:: Input records
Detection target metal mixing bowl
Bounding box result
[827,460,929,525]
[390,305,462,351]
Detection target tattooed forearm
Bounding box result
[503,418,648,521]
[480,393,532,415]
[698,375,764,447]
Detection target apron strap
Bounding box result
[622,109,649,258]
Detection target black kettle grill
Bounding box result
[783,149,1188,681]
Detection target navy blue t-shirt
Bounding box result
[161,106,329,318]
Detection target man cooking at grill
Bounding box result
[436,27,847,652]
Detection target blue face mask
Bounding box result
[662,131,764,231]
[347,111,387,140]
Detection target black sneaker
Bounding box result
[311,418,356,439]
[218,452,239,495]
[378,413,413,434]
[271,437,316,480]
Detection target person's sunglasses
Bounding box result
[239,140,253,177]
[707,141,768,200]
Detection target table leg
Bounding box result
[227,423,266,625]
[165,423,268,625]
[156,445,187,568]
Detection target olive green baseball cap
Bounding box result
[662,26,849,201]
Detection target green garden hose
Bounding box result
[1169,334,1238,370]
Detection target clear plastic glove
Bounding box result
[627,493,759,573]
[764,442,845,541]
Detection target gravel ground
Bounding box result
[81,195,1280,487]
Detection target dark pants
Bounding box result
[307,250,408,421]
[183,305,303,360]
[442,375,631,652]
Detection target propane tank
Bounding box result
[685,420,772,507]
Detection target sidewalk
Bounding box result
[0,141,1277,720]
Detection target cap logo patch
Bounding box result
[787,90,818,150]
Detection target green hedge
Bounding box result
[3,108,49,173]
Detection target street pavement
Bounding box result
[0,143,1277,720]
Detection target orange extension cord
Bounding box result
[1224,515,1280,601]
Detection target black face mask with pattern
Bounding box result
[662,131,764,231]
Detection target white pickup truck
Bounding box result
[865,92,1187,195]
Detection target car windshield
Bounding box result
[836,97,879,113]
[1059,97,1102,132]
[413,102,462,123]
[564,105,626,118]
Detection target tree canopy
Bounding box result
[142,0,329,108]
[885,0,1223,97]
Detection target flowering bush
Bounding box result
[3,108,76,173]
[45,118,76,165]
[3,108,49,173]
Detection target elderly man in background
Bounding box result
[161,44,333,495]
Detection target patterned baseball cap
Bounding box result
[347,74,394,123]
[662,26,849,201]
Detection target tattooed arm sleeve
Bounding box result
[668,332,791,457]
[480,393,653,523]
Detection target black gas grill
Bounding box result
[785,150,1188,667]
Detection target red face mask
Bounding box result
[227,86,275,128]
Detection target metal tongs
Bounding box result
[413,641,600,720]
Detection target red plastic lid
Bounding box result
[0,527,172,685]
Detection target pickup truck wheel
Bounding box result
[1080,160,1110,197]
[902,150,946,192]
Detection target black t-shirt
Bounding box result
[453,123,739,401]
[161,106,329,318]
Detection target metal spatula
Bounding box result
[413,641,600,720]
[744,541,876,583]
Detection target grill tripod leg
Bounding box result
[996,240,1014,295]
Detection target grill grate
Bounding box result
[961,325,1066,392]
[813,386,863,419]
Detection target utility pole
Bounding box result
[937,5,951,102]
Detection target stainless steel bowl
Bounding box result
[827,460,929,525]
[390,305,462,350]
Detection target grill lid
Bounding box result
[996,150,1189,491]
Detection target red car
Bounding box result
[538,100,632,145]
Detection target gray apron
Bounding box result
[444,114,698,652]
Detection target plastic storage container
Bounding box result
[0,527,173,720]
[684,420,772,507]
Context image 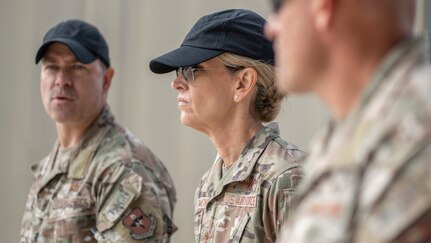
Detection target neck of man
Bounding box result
[316,30,408,121]
[207,112,262,166]
[56,113,97,148]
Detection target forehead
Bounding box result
[42,42,78,62]
[198,57,222,67]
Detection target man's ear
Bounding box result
[103,67,115,93]
[311,0,338,31]
[233,68,257,102]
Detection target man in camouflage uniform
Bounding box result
[267,0,431,243]
[150,9,303,243]
[20,20,176,242]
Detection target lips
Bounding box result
[178,97,190,106]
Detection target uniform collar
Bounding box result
[31,105,115,180]
[206,122,279,201]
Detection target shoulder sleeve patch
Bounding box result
[122,207,156,240]
[97,188,135,232]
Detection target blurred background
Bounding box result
[0,0,431,242]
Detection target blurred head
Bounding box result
[172,53,283,132]
[265,0,415,92]
[36,20,114,126]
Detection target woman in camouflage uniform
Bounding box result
[150,10,302,242]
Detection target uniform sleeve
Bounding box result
[94,160,175,242]
[263,165,302,241]
[358,145,431,243]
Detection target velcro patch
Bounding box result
[196,197,210,209]
[223,192,257,208]
[122,207,157,240]
[102,190,134,223]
::::
• **What you need to do**:
Return all of the items above, copying each line unchanged, but leave out the pictures.

• **Exercise output**:
Detection target metal mixing bowl
Bounding box result
[827,460,929,525]
[390,305,462,351]
Detection target tattooed forearm
Bounding box result
[503,418,648,521]
[480,393,532,415]
[698,375,764,447]
Detection target apron strap
Bounding box result
[622,109,649,258]
Detection target black kettle grill
Bounding box result
[783,149,1188,681]
Detection target navy blue t-shirt
Bounding box result
[161,106,329,318]
Detection target man cooking at grill
Bounding box result
[436,27,847,652]
Detection target blue face mask
Bounding box result
[662,131,764,231]
[347,111,387,140]
Detection target black sneaker
Bounding box result
[311,418,356,439]
[218,452,239,495]
[378,413,413,434]
[271,437,316,480]
Detection target person's sunglasses
Bounding box result
[239,140,253,177]
[707,141,768,200]
Detection target table leg
Bounding box result
[227,423,266,625]
[165,423,268,625]
[156,445,187,568]
Detection target olive green baseball cap
Bounding box result
[662,26,849,201]
Detection target green garden hose
Bounding box result
[1169,334,1238,370]
Detection target clear plastic glove
Bounding box result
[627,493,759,573]
[764,442,845,541]
Detection target gravel ground
Bounding box result
[81,195,1280,487]
Detection target dark pants
Bounding box result
[307,250,408,421]
[183,305,303,360]
[442,375,631,652]
Detection target propane tank
Bounding box result
[685,420,772,507]
Detection target sidewalk
Bounding box result
[0,141,1277,720]
Detection target cap logo patch
Bounding box result
[787,90,818,150]
Detection target green hedge
Bounding box result
[3,108,49,173]
Detection target street pavement
Bounding box result
[0,143,1277,720]
Detection target orange extension cord
Bounding box result
[1224,515,1280,601]
Detection target black face mask with pattern
Bounding box result
[662,131,764,231]
Detection target white pickup truck
Bounding box result
[865,92,1187,195]
Detection target car windshield
Bounding box result
[836,97,879,113]
[1059,97,1102,132]
[413,102,462,123]
[564,105,626,118]
Detection target tree canopy
Bounding box result
[142,0,329,108]
[885,0,1223,97]
Detection target flowering bush
Bounding box result
[3,108,76,173]
[45,118,76,165]
[3,108,49,173]
Detection target elderly man in background
Bounding box result
[161,44,333,495]
Detection target patterned baseball cap
Bounding box result
[347,74,394,123]
[662,26,849,201]
Detection target tattooed arm sleeve
Bounding box result
[668,332,791,457]
[480,393,653,523]
Detection target black gas grill
Bounding box result
[785,150,1188,667]
Detection target red face mask
Bounding box result
[227,86,275,128]
Detection target metal tongs
Bounding box result
[413,641,600,720]
Detection target red plastic lid
Bounding box result
[0,527,172,685]
Detection target pickup truck wheel
Bounding box result
[1080,160,1110,197]
[902,150,946,192]
Detection target black t-shirt
Bounding box result
[453,123,739,401]
[161,106,329,318]
Detection target metal spatula
Bounding box result
[413,641,600,720]
[744,541,876,583]
Detection target grill tripod leg
Bounding box result
[996,240,1014,295]
Detection target grill grate
Bounding box result
[961,325,1066,392]
[813,386,863,419]
Detection target utility pole
Bounding box result
[937,5,951,102]
Detection target stainless steel bowl
Bounding box result
[827,460,929,525]
[390,305,462,350]
Detection target grill lid
Bounding box result
[996,150,1189,491]
Detection target red car
Bounding box result
[538,100,632,145]
Detection target gray apron
Bounding box result
[444,114,698,652]
Detection target plastic storage container
Bounding box result
[0,527,173,720]
[684,420,772,507]
Context image 
Detection target neck of man
Bounding box result
[316,30,408,121]
[207,112,262,166]
[56,113,97,148]
Detection target forehead
Bounding box result
[42,42,78,62]
[198,57,222,67]
Detection target man's ear
Bounding box result
[103,67,115,93]
[311,0,338,31]
[233,68,257,102]
Detection target man in camouflage uniform
Bounding box result
[267,0,431,243]
[150,9,303,243]
[20,20,176,242]
Detection target lips
Bounding box result
[178,97,190,106]
Detection target uniform collar
Bounding box result
[31,105,115,180]
[206,122,279,201]
Detection target shoulder sleeve patch
Bounding box result
[122,207,156,240]
[97,188,135,232]
Detection target blurred background
Bounding box result
[0,0,431,242]
Detection target blurred head
Bounding box result
[172,53,283,132]
[265,0,415,92]
[36,20,114,126]
Detection target woman in camouflage uniform
Bounding box result
[150,10,302,242]
Detection target uniform sleeve
Bounding box result
[94,160,175,242]
[263,165,302,241]
[358,145,431,243]
Detection target velcro patch
Bounding box result
[196,197,210,209]
[223,192,257,208]
[122,207,157,240]
[102,190,134,223]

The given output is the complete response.